Stated exercise - Copy the records from their first line through the line containing "[[[791,528],[791,10],[10,21],[12,530]]]", changing "instance" to "occurrence" and leaving everything else unchanged.

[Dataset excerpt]
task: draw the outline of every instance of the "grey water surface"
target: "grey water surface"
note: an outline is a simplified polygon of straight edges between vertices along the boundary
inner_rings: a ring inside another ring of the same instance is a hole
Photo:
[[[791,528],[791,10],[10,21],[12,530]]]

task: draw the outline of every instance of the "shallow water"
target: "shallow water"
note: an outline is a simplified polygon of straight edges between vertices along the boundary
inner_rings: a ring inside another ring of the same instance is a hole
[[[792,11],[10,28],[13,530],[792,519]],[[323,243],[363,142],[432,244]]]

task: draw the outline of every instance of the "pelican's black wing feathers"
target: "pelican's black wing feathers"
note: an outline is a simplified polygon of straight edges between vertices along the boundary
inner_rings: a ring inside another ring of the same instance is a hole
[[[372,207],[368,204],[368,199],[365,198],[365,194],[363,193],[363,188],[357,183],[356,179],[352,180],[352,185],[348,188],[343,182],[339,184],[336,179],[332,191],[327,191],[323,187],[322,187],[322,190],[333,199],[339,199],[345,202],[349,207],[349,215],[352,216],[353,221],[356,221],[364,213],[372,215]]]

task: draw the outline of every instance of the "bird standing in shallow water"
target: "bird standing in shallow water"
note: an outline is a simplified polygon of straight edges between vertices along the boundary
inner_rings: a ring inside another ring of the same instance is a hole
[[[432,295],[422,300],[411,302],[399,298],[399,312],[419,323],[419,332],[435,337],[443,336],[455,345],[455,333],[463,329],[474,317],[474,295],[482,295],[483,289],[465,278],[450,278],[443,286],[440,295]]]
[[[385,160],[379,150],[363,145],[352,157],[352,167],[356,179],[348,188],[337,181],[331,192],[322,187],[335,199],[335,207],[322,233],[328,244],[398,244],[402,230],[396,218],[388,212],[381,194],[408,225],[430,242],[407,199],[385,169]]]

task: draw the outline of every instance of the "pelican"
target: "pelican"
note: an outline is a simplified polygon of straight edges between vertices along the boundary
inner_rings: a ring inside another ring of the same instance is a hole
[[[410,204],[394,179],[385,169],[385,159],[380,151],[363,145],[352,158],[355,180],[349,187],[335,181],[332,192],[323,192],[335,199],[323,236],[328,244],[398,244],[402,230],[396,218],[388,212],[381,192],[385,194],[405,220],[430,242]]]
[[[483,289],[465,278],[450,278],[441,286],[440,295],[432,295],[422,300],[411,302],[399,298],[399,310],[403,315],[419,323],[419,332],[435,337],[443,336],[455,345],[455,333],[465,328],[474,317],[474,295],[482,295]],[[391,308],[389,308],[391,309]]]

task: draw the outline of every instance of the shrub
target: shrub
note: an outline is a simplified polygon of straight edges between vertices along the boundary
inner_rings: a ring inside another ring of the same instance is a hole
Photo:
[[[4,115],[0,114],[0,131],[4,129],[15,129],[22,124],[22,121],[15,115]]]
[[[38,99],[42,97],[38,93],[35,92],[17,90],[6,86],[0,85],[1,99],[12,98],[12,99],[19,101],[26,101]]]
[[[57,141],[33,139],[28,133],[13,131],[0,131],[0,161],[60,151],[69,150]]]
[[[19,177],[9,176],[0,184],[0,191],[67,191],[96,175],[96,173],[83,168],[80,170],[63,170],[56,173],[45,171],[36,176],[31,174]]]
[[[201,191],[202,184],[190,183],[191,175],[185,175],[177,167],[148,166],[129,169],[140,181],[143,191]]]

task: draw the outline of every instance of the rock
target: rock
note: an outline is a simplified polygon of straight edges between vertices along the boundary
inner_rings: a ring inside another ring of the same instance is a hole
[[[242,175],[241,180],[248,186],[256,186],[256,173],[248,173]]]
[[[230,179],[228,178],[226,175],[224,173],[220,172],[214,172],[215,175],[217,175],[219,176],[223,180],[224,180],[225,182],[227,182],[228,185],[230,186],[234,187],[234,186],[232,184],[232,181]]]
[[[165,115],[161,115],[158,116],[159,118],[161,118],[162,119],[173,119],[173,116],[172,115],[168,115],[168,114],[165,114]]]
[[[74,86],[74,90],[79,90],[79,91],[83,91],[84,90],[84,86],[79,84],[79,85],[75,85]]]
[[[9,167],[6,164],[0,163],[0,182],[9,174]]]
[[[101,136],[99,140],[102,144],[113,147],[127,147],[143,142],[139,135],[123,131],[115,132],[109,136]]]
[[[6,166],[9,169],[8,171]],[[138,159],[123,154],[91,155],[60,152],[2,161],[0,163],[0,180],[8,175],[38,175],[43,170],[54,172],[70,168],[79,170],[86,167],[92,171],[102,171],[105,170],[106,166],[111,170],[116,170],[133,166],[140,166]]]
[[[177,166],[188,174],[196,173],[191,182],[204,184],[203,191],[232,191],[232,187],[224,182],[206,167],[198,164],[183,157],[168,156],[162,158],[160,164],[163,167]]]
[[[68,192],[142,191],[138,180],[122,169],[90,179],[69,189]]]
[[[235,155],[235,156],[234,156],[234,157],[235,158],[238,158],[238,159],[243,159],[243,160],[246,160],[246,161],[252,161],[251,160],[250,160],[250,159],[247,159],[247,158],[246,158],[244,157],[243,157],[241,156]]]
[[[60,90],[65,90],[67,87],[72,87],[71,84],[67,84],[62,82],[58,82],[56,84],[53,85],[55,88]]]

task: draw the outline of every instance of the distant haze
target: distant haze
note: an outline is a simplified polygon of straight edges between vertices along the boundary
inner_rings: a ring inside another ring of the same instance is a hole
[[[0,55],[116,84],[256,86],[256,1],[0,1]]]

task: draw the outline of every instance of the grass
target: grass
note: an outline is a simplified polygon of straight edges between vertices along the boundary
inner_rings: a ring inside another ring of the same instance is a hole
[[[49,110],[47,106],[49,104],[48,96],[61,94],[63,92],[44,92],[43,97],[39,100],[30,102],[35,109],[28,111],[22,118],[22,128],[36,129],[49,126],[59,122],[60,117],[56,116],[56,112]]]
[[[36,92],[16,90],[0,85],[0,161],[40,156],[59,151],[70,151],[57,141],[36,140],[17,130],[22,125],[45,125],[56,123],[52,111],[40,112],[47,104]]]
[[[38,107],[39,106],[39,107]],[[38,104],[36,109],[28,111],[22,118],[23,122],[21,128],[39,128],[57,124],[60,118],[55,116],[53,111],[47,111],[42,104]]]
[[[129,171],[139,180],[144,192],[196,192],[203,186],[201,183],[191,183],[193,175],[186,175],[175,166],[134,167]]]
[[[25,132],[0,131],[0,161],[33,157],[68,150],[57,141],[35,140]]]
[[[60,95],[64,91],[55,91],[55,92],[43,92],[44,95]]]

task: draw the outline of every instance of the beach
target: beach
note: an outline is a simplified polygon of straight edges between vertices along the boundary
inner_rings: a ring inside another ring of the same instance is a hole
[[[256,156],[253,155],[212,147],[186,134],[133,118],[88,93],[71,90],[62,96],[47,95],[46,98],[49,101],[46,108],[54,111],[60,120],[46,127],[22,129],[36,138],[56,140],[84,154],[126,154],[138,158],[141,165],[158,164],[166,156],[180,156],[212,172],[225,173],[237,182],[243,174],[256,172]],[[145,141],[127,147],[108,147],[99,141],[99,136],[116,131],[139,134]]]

Exercise solution -
task: draw the outline of every occurrence of the "grey water surface"
target: "grey water surface"
note: an outline is a simplified polygon of straight edges between vertices along the boundary
inner_rings: a ring inside another ring of the same occurrence is a hole
Photo:
[[[791,528],[791,10],[10,21],[12,530]]]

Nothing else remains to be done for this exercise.